The Next Generation of Money: Moving Up the Pyramid

His question was radical then. It feels urgent now.
Might it be possible for a society to develop that allows for consumer spending — providing employment and welfare — yet directed at something other than vanities and superfluities? Might we shop for something other than nonsense?
Might we, I would add, bank for something other than transactions?
This is not an abstract question. It sits at the centre of the most consequential opportunity in financial services today.
Most banks have a quiet, unspoken strategy. Don't bother us. Don't cost us anything. Sit there, stay safe, and let the relationship manage itself. Set and forget. It has defined the industry for decades. And like the consumer economy Rousseau observed, it keeps everyone — institutions and customers alike — anchored at the bottom of the pyramid.
Maslow mapped the terrain a long time ago. At the base: shelter, safety, survival. That is where most of commerce operates. Banking included. Open an account. Manage the transactions. Send the statement. Necessary, but not sufficient. And here is the thing about operating at the bottom: everyone is there, scrapping over the same ground, competing on the same features, racing toward the same commoditised floor.
Move up the pyramid — toward esteem, belonging, meaning, self-actualisation — and you find something remarkable. There is almost no one there.
The territory of purpose, of helping people genuinely thrive with money, is largely uncontested. Not because it is unreachable. Because most institutions have never looked up.
We are emotional beings. We do not make financial decisions on logic alone. We make them on how we feel — about money, about ourselves, about our futures. Fear, aspiration, shame, pride, hope. These are the forces that drive savings behaviour, borrowing decisions, and whether someone opens your app or ignores it. A banking experience that ignores the emotional dimension of money is not a missed opportunity. It is a fundamental misread of what customers actually need.
The opportunity is not just moral. It is commercial.

[Stored records]
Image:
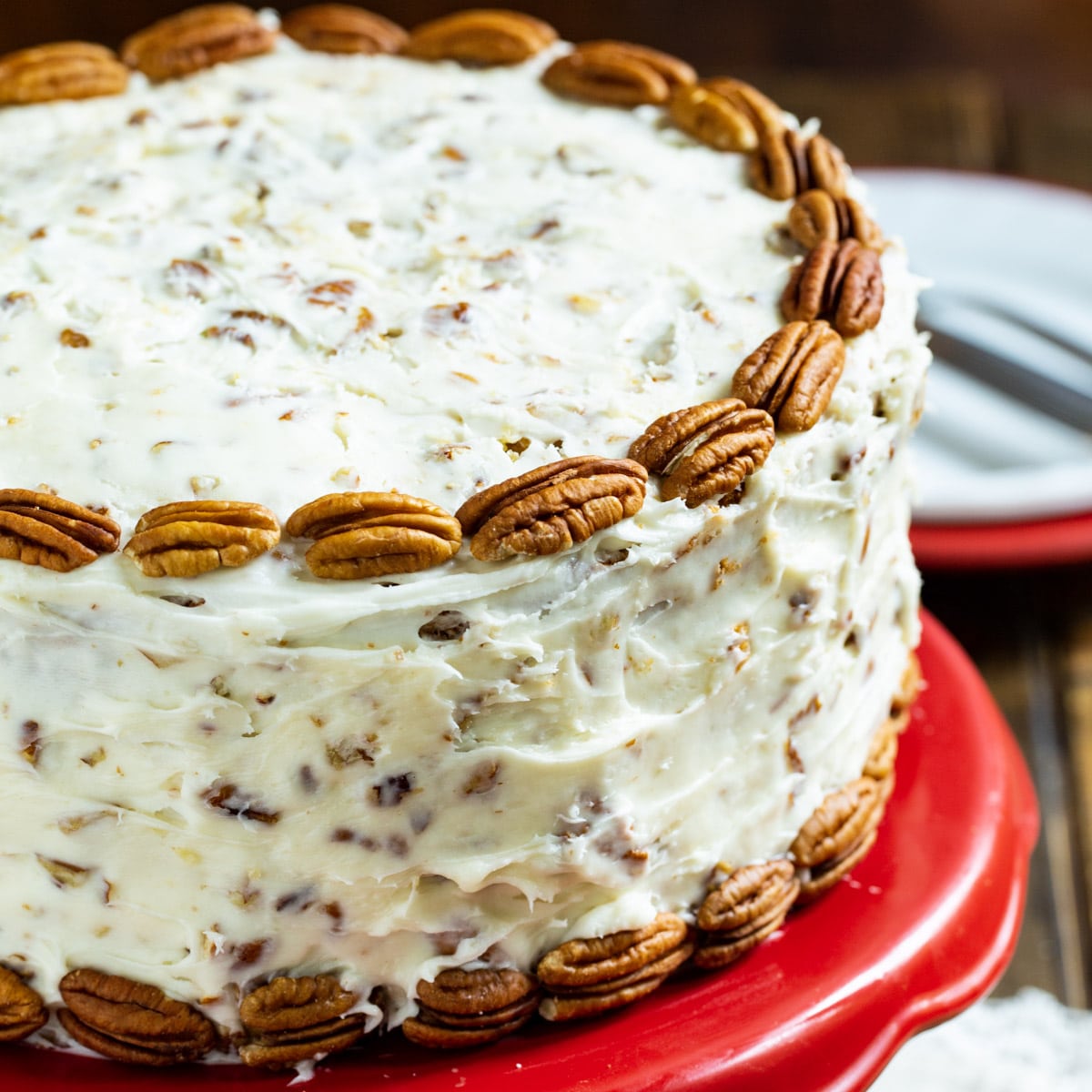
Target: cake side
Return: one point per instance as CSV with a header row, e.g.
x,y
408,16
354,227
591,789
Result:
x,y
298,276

--

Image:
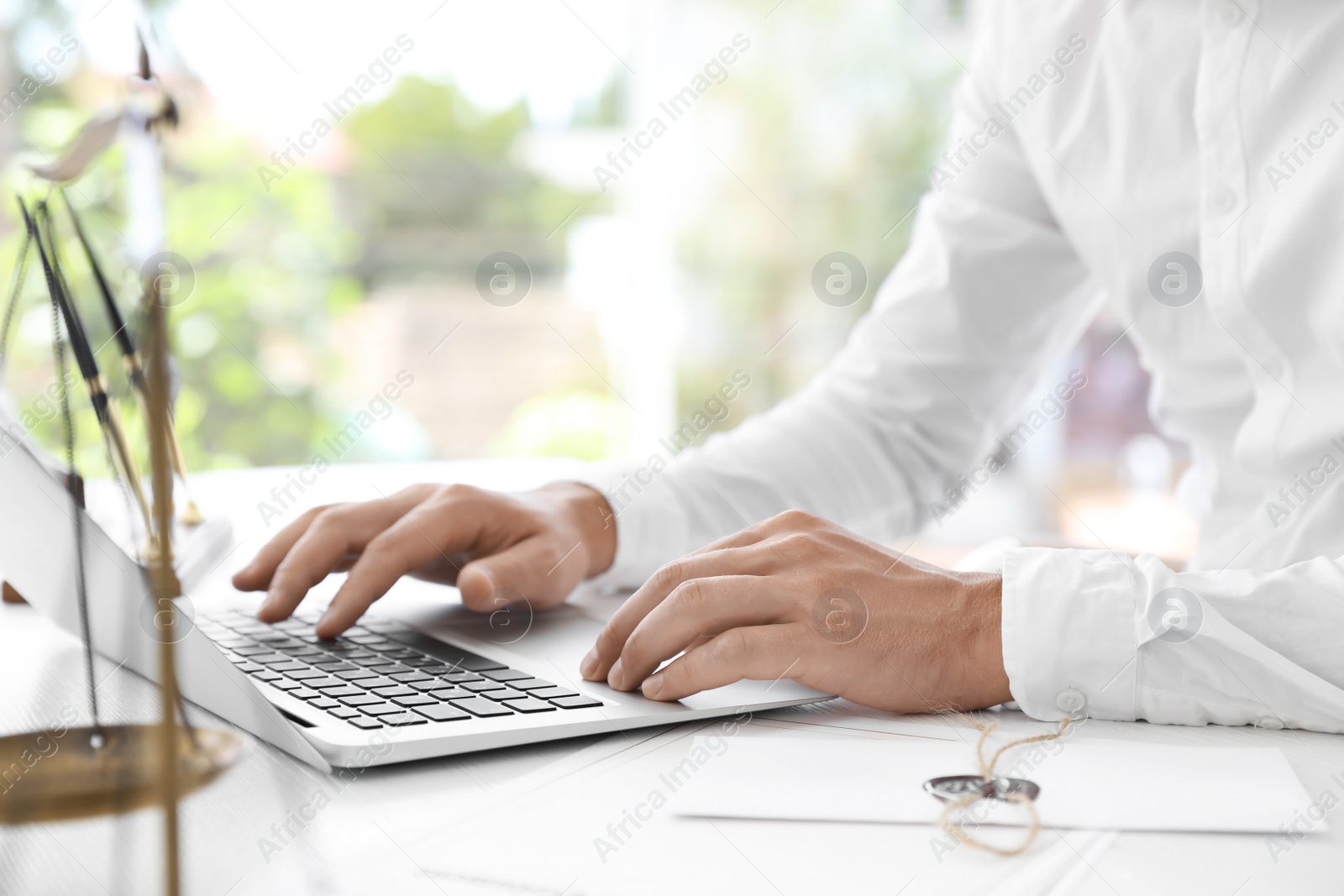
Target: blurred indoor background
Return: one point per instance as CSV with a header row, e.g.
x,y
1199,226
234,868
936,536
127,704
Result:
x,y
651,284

REQUIRED ACTION 1 | From the article on the next generation of money, extract the passage that begins with the words "His question was" and ends with "financial services today.".
REQUIRED ACTION 2 | In the article on the next generation of money, what three things does Maslow place at the base of the pyramid?
Work only from the article on the next generation of money.

FINAL ANSWER 1 |
His question was radical then. It feels urgent now.
Might it be possible for a society to develop that allows for consumer spending — providing employment and welfare — yet directed at something other than vanities and superfluities? Might we shop for something other than nonsense?
Might we, I would add, bank for something other than transactions?
This is not an abstract question. It sits at the centre of the most consequential opportunity in financial services today.

FINAL ANSWER 2 | Shelter, safety, survival.